Text segment ▸
+ + + + +

Number of ways from top of the black square on chess board to any bottom black square when moving downwards diagonally to black squares only.

Question

I have attempted this problem by drawing out grid like this: \begin{array}{|c|c|c|c|c|c|c|c|} \hline1&&1&&1&&1&\\\hline&2&&2&&2&&1\\\hline2&&4&&4&&3&\\\hline&6&&8&&7&&3\\\hline6&&14&&15&&10&\\\hline&20&&29&&25&&10\\\hline20&&49&&54&&35&\\\hline&69&&103&&89&&35\\\hline \end{array}
This gives me $69+103+89+35=296$ $ways$.
However this method is obviously long and will not be applicable for bigger grids like 20×20 so is there a more systematic way to solve this using combinatorics.

+ + + + +

Data ▸
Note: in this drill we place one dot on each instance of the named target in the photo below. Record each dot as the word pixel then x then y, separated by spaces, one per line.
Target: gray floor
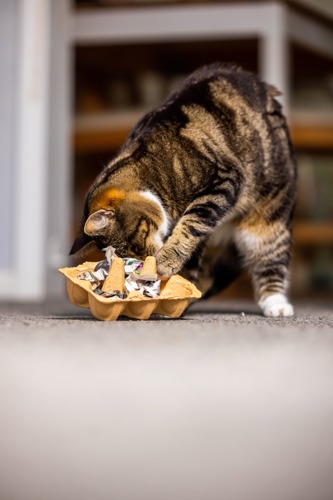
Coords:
pixel 220 404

+ + + + +

Exercise tasks ▸
[1] In the chessboard paths question, what total number of ways does the poster get from the grid?
[2] Extend the chessboard paths question onward from its final sentence.

Responses by task ▸
[1] 296 ways, from 69 + 103 + 89 + 35.

[2]
So far i have tried something like : $4$ ways to choose black square on top row. Then $(4×2)-1=7$ ways for choosing a black square on second row (I subtracted $1$ because one of the black square don't lead to 2 black squares but one). Similarly, $(7×2)-1=13$ ways to choose on third row. But for forth row it should be (according to the way I am going) $(13×2)-1=25$ ways but there are 24 ways. So my method stops working.
What would be the way to go about in this question?

Answer 1

The number of diagonal paths from any black square on the top row of a $2n\times 2n$ chessboard to any black square on the bottom row is in OEIS: https://oeis.org/A153336. They give the formula $$ (2n+1)2^{2n-2}-(4n-2)\binom{2n-2}{n-1}. $$ When $n=4$, this indeed evaluates to $296$.